#### [Your objective]
Return the data exactly, but only from the line containing "Flag each calm" through its last line.

Data items:

=== Begin Enclosure ===

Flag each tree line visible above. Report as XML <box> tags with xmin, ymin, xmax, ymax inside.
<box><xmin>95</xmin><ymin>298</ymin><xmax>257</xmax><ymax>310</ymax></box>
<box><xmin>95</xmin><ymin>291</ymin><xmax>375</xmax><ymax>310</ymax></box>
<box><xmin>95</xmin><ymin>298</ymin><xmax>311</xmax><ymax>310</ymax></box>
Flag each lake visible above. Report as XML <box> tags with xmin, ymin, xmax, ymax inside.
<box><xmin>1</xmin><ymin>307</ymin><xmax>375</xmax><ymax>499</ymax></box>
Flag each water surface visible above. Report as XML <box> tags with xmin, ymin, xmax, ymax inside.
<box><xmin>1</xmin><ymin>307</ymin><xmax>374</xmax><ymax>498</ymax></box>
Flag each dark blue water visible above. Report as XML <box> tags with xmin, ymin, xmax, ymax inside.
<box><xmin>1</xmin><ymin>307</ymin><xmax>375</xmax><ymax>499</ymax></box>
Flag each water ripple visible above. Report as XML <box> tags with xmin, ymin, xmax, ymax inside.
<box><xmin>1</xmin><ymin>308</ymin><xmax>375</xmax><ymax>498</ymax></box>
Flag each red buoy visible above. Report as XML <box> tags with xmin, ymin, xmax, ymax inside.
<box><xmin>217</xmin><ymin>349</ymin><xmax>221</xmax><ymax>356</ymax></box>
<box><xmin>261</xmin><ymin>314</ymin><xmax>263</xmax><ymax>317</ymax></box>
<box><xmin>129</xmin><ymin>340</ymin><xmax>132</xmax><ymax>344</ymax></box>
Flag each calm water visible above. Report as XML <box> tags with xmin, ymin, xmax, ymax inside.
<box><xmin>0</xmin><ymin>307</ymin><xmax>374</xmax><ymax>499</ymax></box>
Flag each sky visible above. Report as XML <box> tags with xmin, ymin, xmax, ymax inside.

=== End Enclosure ===

#### [Expected answer]
Flag each calm water visible above. Report as XML <box> tags with xmin, ymin, xmax, ymax inside.
<box><xmin>0</xmin><ymin>307</ymin><xmax>374</xmax><ymax>499</ymax></box>
Flag each sky visible above. Report as XML <box> tags with xmin, ymin, xmax, ymax inside.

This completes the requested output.